GIVEN TASK: Collect each line of the data that contains the string "bird", treating uppercase and lowercase as different.

GIVEN RECORDS:
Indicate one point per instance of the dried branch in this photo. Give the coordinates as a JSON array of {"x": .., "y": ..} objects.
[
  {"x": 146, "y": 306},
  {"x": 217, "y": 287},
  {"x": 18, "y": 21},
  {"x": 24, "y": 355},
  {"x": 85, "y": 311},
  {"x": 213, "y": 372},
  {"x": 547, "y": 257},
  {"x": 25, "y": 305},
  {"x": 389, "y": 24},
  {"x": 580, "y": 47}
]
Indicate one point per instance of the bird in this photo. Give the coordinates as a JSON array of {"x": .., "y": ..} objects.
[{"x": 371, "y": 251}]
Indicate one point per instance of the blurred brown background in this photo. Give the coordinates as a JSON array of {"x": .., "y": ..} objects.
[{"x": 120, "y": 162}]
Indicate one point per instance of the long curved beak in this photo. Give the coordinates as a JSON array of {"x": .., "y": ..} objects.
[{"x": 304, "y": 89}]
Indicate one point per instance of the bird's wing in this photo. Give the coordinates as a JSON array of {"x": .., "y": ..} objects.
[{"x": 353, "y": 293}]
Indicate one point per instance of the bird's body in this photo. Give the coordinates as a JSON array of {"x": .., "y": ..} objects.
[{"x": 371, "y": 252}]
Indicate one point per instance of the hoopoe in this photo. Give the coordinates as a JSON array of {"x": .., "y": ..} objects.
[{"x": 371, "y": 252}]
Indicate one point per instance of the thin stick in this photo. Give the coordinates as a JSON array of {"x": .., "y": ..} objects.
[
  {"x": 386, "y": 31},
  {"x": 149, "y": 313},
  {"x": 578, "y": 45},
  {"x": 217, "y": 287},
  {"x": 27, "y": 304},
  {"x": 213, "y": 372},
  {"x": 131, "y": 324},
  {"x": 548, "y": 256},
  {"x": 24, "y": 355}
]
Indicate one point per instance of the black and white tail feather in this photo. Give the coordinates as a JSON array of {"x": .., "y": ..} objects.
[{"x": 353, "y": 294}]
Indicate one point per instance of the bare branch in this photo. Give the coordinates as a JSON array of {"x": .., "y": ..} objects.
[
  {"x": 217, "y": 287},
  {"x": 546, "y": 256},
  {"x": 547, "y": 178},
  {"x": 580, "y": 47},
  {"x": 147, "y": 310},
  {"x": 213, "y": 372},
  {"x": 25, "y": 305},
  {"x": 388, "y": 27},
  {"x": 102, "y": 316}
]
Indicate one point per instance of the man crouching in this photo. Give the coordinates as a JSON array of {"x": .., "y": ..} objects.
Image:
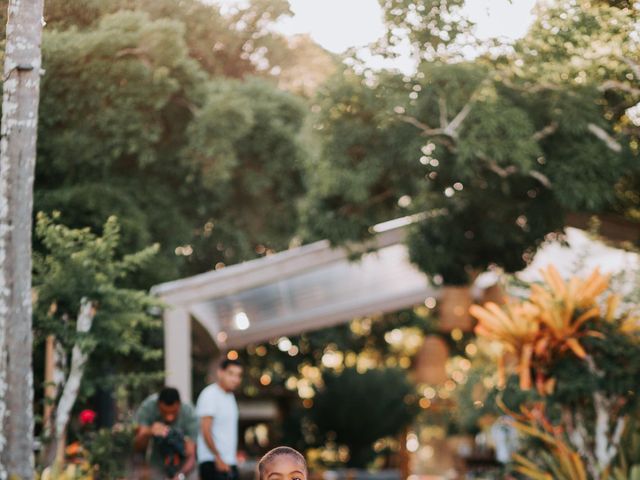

WRITTEN SOLUTION:
Indicate one point per instance of the bird in this photo. Give the coordinates as a JSON array of {"x": .., "y": ..} objects.
Indicate one point per instance of the bird's wing in this photo. Give the coordinates as a JSON array of {"x": .., "y": ..} objects.
Indicate one point per instance of the bird's body in this photo. Give the coordinates as a JSON array of {"x": .., "y": ..} objects.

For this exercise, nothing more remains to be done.